** Start DATA SHOWN **

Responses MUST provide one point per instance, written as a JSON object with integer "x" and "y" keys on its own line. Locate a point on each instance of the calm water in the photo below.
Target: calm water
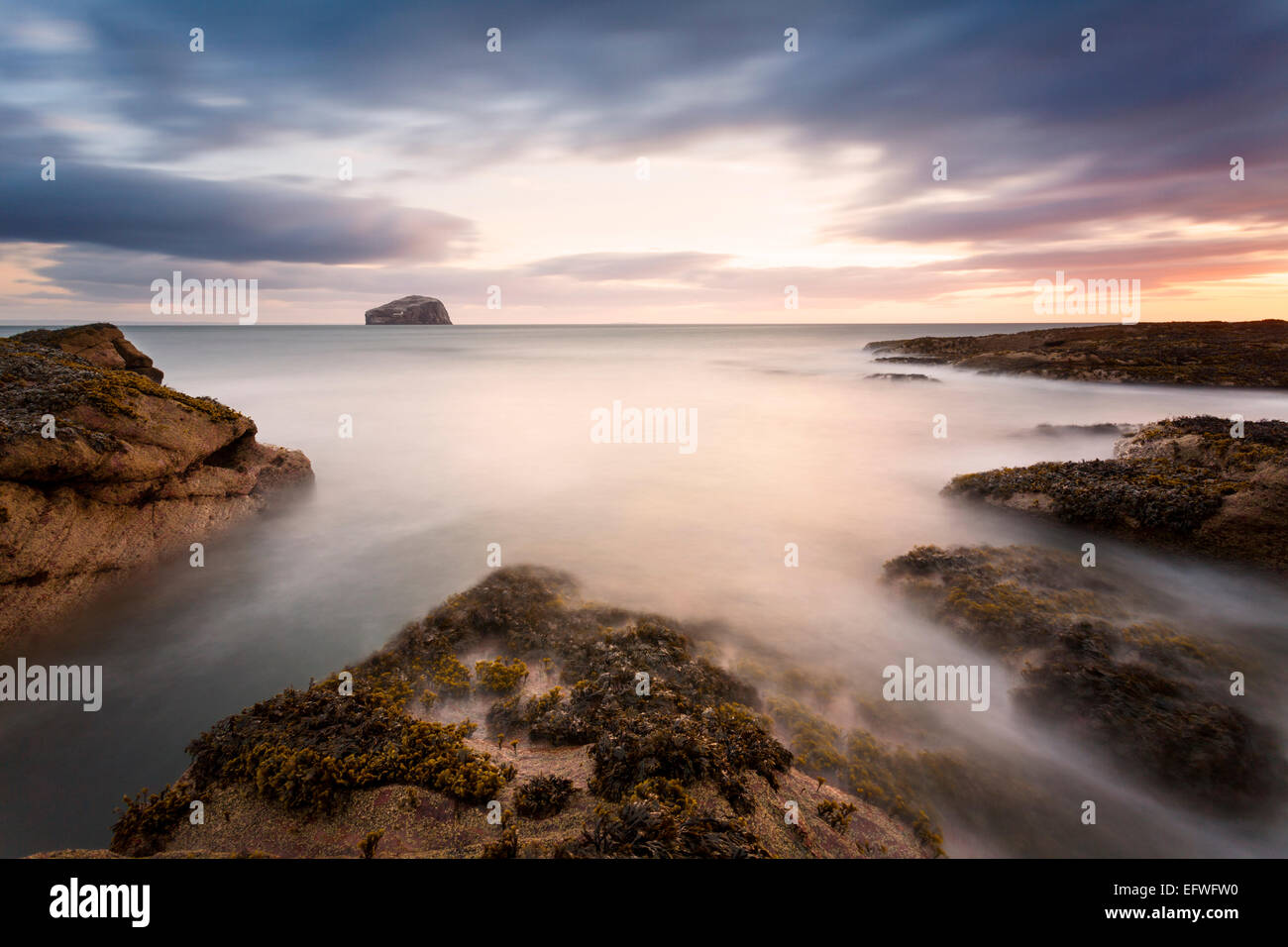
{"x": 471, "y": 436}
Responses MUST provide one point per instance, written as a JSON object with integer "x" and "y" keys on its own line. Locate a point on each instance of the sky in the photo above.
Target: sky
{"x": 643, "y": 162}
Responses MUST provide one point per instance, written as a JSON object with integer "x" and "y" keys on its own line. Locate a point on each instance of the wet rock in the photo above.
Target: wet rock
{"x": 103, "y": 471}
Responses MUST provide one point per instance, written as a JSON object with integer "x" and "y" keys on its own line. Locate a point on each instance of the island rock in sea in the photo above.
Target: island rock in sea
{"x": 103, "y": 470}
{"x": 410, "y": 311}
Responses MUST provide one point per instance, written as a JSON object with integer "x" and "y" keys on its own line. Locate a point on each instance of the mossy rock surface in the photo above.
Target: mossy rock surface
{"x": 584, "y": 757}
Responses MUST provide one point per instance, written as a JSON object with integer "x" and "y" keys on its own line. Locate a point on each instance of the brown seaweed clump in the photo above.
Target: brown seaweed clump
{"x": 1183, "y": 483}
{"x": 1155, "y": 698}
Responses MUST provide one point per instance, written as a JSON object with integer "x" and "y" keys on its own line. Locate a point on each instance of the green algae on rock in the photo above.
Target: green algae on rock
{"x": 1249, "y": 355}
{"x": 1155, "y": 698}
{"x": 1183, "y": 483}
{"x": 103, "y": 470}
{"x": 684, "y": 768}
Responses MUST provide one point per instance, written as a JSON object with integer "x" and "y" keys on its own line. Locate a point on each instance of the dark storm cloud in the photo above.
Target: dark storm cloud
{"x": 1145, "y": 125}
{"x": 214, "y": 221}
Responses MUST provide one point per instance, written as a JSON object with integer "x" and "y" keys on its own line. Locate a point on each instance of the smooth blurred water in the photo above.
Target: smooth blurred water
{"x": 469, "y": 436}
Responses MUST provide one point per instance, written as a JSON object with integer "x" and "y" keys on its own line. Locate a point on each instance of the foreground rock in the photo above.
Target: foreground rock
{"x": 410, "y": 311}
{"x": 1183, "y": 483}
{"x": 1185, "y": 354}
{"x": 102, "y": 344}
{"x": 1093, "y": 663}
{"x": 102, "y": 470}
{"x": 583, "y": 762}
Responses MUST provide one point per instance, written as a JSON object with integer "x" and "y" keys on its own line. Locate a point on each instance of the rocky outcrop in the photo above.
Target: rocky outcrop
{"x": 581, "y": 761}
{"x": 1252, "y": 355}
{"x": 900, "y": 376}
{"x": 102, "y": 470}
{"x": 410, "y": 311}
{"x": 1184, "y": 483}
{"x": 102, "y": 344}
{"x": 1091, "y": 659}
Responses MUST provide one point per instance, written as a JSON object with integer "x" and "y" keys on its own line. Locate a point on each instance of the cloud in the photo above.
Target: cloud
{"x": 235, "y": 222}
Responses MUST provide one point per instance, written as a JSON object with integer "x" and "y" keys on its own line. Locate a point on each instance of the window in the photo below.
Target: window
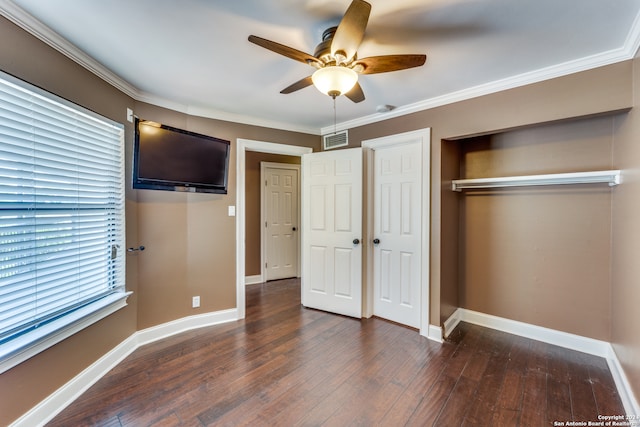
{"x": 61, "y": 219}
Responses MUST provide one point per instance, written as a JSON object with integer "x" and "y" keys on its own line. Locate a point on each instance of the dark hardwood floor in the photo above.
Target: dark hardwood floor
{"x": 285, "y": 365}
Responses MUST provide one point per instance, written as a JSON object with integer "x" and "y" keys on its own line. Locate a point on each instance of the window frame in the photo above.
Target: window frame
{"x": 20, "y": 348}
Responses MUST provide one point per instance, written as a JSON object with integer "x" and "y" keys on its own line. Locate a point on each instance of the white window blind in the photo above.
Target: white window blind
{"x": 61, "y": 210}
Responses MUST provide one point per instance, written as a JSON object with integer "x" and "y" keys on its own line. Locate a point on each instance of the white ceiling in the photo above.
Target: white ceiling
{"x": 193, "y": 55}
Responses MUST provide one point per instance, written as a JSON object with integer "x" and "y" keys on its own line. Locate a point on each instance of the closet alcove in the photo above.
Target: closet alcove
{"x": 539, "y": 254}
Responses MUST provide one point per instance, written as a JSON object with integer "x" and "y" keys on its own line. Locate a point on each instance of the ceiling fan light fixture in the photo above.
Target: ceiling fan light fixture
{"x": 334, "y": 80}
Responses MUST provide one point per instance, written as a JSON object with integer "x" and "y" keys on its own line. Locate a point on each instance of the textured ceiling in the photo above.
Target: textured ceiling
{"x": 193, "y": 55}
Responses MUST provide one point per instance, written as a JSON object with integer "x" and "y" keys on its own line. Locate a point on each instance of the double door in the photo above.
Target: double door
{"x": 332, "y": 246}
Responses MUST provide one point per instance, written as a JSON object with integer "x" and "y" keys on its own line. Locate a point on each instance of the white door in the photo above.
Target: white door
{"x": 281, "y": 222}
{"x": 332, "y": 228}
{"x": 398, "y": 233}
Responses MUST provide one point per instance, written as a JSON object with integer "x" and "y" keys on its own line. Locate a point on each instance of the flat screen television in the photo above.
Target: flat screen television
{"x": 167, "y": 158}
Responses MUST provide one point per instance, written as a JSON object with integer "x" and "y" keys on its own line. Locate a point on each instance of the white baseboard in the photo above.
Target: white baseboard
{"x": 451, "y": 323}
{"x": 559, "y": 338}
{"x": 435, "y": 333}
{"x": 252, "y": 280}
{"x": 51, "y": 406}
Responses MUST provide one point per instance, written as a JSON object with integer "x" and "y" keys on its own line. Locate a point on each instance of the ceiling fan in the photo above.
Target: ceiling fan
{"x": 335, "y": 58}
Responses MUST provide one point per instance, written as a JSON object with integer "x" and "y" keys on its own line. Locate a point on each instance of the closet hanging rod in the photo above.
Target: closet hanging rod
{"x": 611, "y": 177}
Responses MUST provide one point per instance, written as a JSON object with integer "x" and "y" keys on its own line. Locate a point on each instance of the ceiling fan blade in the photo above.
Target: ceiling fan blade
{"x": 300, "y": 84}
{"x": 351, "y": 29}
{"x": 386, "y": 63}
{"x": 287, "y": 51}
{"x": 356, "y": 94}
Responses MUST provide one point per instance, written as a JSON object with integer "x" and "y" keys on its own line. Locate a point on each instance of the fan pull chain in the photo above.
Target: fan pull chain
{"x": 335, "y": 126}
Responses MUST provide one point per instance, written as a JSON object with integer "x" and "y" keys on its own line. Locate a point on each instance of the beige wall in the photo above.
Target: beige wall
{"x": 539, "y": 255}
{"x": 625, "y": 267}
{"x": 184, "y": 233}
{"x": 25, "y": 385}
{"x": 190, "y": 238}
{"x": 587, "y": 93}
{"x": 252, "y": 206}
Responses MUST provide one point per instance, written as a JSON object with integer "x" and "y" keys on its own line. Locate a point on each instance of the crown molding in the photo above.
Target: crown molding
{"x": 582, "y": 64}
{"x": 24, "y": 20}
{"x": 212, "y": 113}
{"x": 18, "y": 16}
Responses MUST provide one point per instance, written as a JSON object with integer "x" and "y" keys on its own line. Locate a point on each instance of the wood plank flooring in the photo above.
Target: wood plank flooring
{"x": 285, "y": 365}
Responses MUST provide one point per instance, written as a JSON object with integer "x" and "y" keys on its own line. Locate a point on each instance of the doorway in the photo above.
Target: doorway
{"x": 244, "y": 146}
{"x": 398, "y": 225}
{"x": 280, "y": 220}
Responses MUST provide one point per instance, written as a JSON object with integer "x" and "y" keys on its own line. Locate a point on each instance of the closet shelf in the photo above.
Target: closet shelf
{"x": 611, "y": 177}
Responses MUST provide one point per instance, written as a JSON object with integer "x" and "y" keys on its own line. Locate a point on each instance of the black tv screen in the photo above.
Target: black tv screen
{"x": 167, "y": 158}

** End DATA SHOWN **

AIM » Repeat the line that contains "molding in the photo above.", then every line after it until the records end, with nothing added.

EXERCISE RESPONSE »
Responses MUST provide one point per instance, written as a JSON object with integer "x" and "y" keys on its own line. Locate a point on each instance of the crown molding in the photo above.
Target: crown molding
{"x": 582, "y": 64}
{"x": 24, "y": 20}
{"x": 212, "y": 113}
{"x": 18, "y": 16}
Responses MUST provide one point per instance, written as a JSON object with integer "x" and "y" keys on its own line. Locate a point on each instance of the wood plank flooring in the photo above.
Target: wood plank flooring
{"x": 285, "y": 365}
Responses MUST provide one point per instance, written as a JSON object with integer "x" and "y" keys on its own line. Locate a point on each instance of the doorway in the photo above.
Target: doorway
{"x": 244, "y": 146}
{"x": 398, "y": 225}
{"x": 280, "y": 220}
Responses MUST provide one point per instance, written as a JSON object with integer "x" and "y" keys on its own line. Locate a point on each instance of the closet shelf in the photo above.
Target: closet shelf
{"x": 611, "y": 177}
Responses MUST provide one point per instance, written as a JSON object with integer "x" and "y" keys on its own line. Locate a point on each instance of the black tv screen in the photo above.
Target: black tv screen
{"x": 167, "y": 158}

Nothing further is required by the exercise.